### To do
Reproduce verbatim the lines of the material running from the line that contains "glow, that would be most helpful." to the line that contains "[[[256,1],[0,1],[0,83],[256,80]]]", both of those lines included.

:: Entries provided ::

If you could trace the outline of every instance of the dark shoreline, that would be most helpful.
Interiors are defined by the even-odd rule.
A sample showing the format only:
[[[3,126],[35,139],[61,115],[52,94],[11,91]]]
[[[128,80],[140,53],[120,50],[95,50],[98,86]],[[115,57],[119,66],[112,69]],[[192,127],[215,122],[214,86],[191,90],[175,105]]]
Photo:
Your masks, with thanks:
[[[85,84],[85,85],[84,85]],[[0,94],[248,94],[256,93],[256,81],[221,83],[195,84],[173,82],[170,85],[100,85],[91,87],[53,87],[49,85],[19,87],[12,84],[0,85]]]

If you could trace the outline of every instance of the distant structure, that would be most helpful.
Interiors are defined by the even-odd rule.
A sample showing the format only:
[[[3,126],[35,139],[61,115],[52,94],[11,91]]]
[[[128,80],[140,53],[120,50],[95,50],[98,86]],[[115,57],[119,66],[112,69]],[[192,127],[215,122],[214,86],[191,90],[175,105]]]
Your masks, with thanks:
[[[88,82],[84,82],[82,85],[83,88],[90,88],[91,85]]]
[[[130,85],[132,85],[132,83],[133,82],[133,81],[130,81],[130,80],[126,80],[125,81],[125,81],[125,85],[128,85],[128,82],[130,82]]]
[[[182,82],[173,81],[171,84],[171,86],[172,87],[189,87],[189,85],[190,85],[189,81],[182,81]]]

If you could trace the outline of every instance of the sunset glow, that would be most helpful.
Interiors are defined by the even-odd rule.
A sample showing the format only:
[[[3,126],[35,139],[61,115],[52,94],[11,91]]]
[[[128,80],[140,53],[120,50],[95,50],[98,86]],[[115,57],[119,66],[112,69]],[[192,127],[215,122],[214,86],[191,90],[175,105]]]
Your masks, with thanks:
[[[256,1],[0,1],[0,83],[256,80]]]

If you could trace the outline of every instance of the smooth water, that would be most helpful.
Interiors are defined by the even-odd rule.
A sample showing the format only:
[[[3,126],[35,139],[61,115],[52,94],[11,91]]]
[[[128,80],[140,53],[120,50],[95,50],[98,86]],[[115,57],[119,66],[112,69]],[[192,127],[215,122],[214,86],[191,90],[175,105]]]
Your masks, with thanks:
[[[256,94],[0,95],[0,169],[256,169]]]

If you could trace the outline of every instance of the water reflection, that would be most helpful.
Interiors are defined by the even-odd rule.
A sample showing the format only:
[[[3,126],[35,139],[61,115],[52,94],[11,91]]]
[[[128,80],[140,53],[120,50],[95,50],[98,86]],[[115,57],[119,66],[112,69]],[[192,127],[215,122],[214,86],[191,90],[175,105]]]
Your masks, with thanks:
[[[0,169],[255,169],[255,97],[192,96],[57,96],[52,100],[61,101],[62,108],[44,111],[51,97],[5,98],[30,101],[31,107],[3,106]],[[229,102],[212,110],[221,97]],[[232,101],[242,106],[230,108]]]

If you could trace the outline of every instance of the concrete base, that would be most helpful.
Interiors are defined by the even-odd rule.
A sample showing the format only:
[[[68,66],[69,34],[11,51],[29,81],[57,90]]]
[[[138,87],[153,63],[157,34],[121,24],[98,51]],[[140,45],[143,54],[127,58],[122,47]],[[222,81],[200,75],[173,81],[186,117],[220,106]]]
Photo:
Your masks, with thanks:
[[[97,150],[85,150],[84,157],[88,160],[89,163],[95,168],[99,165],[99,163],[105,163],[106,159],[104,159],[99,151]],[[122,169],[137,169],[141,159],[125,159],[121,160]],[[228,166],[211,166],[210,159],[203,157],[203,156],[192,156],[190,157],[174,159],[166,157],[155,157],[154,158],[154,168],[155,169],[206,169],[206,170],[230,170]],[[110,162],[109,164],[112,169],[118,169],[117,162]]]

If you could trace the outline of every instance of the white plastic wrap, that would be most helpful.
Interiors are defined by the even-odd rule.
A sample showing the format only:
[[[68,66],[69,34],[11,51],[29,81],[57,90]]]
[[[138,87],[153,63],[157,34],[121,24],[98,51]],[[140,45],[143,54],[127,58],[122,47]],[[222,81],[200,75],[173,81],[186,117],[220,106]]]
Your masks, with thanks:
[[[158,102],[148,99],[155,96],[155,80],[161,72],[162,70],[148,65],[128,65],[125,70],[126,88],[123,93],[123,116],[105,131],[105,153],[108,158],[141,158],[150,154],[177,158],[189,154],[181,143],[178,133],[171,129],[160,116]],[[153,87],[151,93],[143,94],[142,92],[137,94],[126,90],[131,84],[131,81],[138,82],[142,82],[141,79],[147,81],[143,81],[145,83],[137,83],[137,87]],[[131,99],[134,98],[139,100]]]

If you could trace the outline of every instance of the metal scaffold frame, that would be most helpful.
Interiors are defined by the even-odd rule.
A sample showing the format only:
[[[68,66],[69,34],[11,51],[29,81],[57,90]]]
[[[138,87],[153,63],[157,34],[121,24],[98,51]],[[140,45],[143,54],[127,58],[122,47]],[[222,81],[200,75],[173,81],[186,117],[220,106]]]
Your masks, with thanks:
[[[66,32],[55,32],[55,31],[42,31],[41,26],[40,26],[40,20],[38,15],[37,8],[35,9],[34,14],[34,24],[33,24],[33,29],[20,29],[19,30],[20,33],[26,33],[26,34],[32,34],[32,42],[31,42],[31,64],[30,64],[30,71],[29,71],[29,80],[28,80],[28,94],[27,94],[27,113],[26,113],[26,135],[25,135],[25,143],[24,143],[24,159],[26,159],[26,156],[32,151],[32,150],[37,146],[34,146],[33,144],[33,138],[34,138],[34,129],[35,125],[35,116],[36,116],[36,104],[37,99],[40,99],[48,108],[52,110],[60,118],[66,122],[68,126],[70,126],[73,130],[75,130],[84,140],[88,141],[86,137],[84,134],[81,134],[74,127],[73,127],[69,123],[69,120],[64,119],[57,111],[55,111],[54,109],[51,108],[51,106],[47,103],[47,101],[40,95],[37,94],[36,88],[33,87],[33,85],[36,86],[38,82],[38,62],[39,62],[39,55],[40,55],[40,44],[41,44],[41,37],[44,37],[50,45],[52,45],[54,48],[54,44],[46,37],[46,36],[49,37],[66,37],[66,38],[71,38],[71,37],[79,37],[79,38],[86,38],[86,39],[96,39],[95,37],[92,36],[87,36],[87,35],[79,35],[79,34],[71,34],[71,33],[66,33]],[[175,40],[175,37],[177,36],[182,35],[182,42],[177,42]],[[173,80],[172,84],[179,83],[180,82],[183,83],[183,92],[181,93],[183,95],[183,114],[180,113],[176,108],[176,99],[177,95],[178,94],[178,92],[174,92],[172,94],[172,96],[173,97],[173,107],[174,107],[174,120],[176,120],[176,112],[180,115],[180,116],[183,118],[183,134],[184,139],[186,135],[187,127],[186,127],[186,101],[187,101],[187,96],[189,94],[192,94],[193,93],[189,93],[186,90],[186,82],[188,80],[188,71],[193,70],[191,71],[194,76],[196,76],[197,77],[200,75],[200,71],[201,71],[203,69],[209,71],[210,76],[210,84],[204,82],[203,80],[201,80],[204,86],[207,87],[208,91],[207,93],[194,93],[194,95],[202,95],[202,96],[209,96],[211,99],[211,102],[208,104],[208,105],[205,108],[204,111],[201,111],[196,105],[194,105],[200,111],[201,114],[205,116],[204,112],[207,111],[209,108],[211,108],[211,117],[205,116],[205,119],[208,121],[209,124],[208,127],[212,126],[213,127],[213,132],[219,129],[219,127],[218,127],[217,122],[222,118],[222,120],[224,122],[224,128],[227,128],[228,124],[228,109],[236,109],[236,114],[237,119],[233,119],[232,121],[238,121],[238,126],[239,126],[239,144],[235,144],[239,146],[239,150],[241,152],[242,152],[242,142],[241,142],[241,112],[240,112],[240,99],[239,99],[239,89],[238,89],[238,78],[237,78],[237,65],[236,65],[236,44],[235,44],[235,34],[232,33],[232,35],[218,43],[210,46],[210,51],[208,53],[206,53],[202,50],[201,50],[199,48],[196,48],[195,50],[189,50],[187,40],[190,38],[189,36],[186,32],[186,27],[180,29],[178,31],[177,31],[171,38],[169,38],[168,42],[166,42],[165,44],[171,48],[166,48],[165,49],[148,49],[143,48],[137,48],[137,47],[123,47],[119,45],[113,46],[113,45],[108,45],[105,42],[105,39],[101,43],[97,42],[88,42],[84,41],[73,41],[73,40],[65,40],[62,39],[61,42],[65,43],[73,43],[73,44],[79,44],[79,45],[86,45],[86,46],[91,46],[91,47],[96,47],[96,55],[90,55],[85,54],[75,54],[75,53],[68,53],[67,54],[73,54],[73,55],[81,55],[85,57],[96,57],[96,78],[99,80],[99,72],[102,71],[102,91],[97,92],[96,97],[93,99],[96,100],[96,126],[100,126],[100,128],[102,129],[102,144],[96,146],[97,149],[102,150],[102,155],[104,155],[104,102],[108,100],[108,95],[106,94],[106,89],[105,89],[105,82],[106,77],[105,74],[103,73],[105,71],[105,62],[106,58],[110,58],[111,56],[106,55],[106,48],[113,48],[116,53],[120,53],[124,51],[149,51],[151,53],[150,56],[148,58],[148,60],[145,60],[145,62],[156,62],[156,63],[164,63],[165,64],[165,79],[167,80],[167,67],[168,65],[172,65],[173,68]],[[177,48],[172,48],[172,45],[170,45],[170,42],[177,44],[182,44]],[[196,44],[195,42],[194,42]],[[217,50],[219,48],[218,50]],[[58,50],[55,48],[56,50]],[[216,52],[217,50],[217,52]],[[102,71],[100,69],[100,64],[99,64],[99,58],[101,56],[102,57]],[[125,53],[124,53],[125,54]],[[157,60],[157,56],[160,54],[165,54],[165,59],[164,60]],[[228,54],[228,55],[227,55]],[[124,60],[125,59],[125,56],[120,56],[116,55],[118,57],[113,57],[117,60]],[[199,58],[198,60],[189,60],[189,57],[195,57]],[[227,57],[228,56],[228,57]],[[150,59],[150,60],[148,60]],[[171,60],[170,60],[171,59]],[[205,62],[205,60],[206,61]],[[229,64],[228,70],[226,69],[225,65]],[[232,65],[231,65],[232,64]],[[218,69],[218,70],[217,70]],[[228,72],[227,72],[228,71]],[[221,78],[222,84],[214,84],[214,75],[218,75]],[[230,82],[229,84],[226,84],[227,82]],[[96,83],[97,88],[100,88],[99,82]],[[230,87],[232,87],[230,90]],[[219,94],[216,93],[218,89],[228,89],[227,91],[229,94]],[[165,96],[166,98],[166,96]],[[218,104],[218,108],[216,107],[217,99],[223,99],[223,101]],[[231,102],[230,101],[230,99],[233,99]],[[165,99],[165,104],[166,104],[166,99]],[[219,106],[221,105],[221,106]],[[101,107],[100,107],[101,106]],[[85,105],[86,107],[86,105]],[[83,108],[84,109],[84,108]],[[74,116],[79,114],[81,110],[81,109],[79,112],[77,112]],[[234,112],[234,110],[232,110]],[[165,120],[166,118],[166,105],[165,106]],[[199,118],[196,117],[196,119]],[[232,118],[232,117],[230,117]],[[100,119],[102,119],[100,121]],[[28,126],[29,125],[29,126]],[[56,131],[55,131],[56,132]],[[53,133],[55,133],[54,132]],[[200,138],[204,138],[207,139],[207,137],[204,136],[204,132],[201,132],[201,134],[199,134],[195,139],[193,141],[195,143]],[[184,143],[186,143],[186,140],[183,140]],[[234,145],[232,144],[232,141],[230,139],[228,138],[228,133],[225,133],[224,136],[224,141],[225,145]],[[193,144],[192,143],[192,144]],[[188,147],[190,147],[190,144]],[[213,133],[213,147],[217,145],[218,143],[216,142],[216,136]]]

:::

### Correct result
If you could trace the outline of every instance of the sunset glow, that would be most helpful.
Interiors are defined by the even-odd rule.
A sample showing the format only:
[[[3,126],[35,139],[61,115],[52,94],[11,91]]]
[[[128,80],[140,53],[120,50],[95,50],[98,86]],[[115,57],[119,66],[112,69]],[[192,127],[215,122],[214,86],[191,90],[175,105]]]
Your masks, with thanks:
[[[256,1],[0,1],[0,83],[256,80]]]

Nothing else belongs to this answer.